The request - Could you output each of the rows below unchanged, leaving the pictures out of your answer?

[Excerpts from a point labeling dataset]
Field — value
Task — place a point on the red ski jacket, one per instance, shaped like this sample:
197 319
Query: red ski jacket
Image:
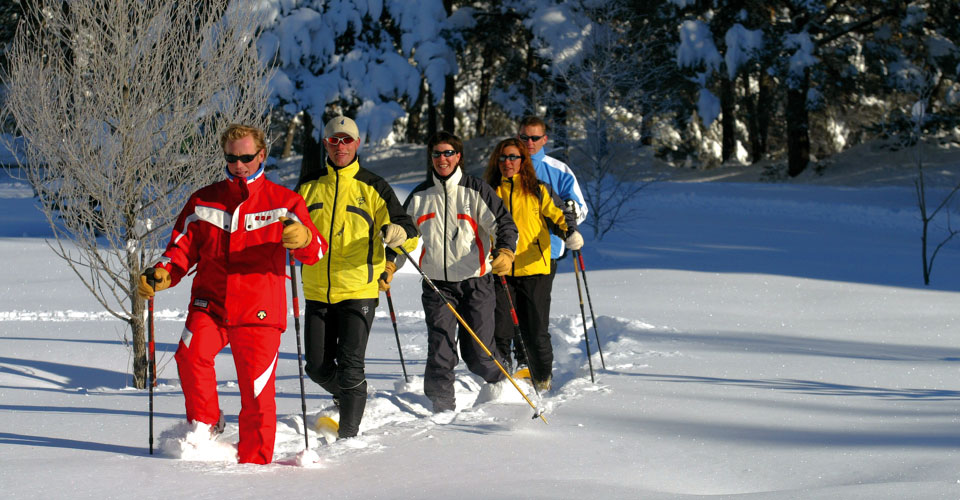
230 231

Solved exercise -
Field — value
Task — place a point on the red ski jacket, one per instance, shaped like this sample:
197 319
Query: red ski jacket
Image:
230 231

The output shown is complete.